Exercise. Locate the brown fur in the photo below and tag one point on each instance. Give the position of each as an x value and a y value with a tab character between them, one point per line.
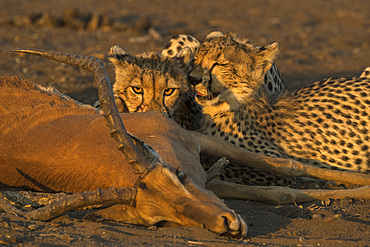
50	143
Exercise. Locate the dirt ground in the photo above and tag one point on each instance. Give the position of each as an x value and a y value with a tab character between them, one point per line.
318	39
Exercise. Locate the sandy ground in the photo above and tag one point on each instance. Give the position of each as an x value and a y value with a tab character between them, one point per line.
318	39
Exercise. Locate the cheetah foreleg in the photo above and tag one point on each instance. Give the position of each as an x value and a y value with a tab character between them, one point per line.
281	195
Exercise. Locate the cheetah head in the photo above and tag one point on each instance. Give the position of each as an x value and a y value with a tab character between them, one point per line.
229	70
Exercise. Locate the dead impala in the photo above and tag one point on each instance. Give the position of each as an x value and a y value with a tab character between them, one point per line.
50	143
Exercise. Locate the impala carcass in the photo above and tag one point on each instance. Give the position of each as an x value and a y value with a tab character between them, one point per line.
51	143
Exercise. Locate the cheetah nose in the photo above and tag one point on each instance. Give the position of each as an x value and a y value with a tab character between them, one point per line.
193	80
199	94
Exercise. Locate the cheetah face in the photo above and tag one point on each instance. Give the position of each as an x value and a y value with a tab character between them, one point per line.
230	70
148	82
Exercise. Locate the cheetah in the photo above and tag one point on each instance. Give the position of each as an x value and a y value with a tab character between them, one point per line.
274	83
325	124
141	85
153	82
365	73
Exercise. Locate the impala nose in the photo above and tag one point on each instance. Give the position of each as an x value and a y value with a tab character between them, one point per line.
229	224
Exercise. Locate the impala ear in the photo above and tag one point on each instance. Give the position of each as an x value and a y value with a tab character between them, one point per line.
213	35
118	56
177	43
185	55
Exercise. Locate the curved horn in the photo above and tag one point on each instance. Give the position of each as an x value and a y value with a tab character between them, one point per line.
118	131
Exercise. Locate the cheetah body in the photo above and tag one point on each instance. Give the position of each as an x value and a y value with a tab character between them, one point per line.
325	124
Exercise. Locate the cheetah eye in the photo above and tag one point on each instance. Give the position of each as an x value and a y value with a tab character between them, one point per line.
193	80
169	91
137	90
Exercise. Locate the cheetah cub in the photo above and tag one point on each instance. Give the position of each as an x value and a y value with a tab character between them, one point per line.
325	124
273	82
153	82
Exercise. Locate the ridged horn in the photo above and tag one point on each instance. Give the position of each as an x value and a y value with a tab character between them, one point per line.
118	131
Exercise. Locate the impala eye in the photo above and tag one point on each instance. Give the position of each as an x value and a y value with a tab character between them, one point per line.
137	90
169	91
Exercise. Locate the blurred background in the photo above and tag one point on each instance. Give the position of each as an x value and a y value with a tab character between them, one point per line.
318	39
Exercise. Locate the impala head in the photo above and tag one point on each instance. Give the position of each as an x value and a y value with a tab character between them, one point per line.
164	194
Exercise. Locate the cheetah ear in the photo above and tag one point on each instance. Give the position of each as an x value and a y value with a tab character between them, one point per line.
185	55
265	58
118	56
213	35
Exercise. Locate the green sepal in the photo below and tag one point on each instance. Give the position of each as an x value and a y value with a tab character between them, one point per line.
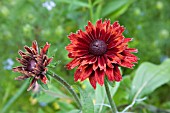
45	86
111	83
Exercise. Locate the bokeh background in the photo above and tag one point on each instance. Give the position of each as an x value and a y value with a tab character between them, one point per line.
22	21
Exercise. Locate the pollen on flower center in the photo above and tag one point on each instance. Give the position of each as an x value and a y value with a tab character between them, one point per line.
31	65
98	47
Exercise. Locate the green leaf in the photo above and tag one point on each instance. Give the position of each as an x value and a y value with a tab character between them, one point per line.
51	95
100	96
75	111
113	6
74	2
149	76
45	86
111	83
87	104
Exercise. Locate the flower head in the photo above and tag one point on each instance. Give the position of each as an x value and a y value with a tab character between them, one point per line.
99	51
33	64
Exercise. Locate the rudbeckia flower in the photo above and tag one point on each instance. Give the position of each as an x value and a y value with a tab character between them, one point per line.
34	64
99	51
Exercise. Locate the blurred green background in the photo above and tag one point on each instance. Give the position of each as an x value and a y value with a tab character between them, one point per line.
22	21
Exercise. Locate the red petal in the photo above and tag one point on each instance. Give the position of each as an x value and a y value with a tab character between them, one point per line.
86	72
101	63
108	62
32	84
89	60
99	74
48	61
35	46
44	79
75	62
126	40
23	77
115	42
117	74
28	49
126	64
44	50
77	75
134	50
92	80
95	66
21	53
98	28
109	73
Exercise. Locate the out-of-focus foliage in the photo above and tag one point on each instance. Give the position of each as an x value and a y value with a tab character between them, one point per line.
22	21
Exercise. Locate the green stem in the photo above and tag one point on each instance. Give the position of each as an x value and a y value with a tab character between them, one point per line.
112	104
91	10
15	97
67	86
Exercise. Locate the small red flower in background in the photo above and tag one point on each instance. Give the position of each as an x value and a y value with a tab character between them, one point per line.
98	51
33	64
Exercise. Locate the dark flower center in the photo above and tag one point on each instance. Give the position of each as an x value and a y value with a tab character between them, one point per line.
31	65
98	47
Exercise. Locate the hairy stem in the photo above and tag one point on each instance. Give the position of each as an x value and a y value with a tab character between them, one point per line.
112	104
67	86
91	9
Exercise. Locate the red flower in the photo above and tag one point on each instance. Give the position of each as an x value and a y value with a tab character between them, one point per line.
33	64
98	51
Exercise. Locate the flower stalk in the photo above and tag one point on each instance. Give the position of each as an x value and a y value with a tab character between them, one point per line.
112	104
67	86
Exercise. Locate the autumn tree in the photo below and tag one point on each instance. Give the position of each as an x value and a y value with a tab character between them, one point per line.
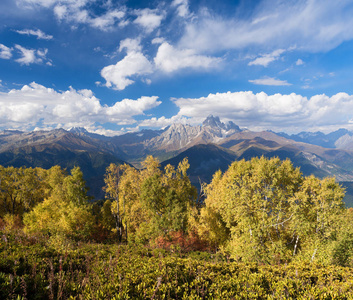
256	209
21	189
65	212
152	202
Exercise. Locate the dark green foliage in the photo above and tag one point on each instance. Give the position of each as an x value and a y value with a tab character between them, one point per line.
96	271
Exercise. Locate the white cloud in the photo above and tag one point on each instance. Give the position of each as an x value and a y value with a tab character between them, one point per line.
78	12
265	59
278	112
149	19
170	59
5	52
270	81
299	62
31	56
38	33
106	21
119	76
130	45
316	25
162	122
34	103
182	7
158	40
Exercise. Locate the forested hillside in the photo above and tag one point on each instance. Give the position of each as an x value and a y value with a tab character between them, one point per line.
260	228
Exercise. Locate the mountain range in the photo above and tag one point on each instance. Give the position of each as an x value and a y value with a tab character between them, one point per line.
211	146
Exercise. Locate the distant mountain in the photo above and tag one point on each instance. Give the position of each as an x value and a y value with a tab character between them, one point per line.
211	146
318	138
58	147
204	160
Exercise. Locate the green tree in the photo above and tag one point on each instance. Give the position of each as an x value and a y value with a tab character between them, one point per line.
20	189
265	205
152	202
65	212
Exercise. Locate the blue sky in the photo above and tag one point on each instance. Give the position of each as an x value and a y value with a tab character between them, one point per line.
119	66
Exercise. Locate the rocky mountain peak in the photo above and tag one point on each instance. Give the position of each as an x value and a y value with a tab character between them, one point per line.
215	123
78	130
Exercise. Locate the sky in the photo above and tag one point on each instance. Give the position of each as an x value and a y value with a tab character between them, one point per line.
121	66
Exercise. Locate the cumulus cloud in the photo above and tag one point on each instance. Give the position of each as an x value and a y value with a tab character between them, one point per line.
270	81
119	76
170	59
149	19
265	59
299	62
130	45
281	112
182	7
107	20
34	103
38	33
31	56
5	52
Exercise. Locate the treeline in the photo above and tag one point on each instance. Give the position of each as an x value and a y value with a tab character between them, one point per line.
261	210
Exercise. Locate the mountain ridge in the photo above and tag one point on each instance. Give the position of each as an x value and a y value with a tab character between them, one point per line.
218	145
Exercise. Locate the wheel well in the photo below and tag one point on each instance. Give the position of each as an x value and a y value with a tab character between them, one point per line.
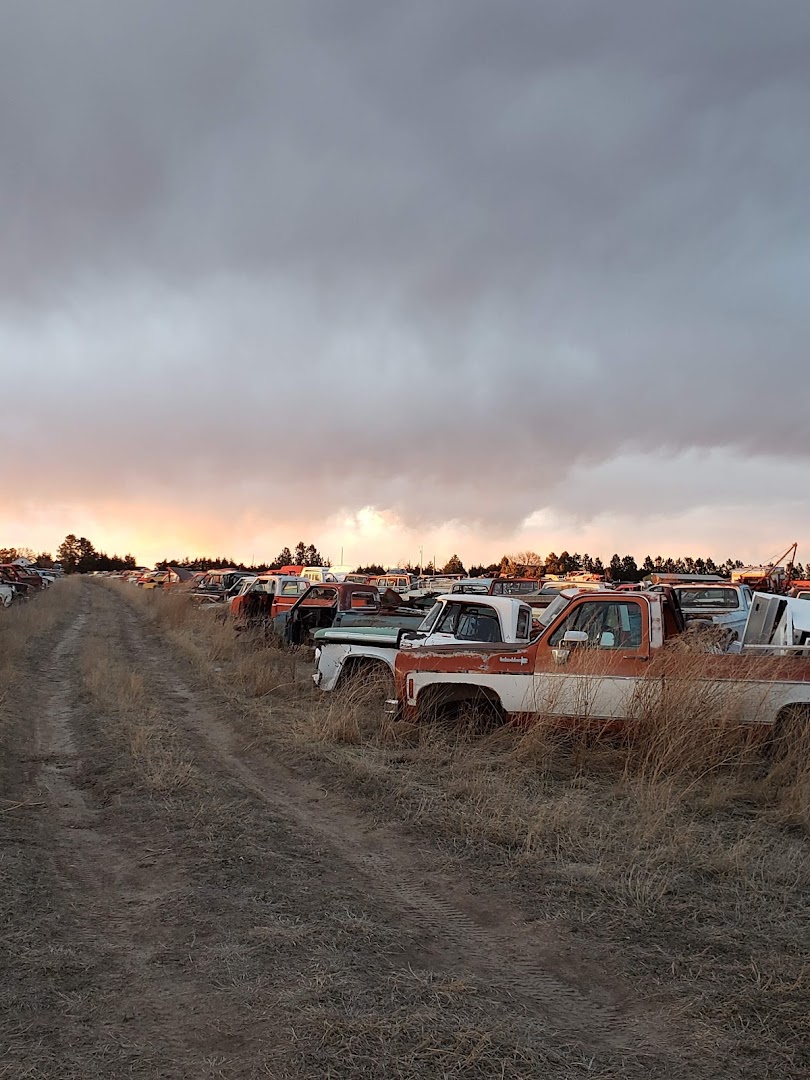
369	665
450	697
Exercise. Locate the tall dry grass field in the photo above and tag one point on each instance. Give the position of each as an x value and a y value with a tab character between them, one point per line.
25	625
679	846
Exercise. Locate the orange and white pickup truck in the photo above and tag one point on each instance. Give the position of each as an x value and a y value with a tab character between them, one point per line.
594	662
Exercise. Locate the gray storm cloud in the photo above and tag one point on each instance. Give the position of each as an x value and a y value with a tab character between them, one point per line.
424	256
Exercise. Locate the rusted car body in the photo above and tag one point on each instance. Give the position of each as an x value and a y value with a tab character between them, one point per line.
601	662
260	601
341	604
17	575
214	585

○ ○ ○ ○ ○

▶ [Stated task] Rewrite the listing from the line that contains "Exercise. Locate the wheel" through the end of the listing, replacing "gray storm cloud" with "dark rain cloud" and keeping everything else unchanged. Leave the pictures out of your answer.

▶ [Exercise response]
Exercise. Locate the wheel well in the photo below and tag one point on each instance. Give the position of each as an x value and a y value with a tab character between them, one point per line.
369	665
450	697
Exercise. Locate the tall dry grass field in the photo above and tag one point on each instance. Give the position of each as an x value and a y value with a tab character between them, one point per line.
25	625
679	846
Exercise. Locate the orange and white pickup truck in the photo above and tag one point on each instance. Give the position of each as an x value and a y value with a tab character between them, one point per line.
594	662
Exercise. Locate the dark rain cloud in the photo above and tag one point on each instance. Give the position of each as an x value and a y value with a tab character between them, one point per line.
424	256
Exercise. Locate the rusted car body in the photo above and tag one point on each instance. Give the position of each as an x value and a y value with a tab character between them, one point per line.
601	662
260	601
341	604
17	575
214	585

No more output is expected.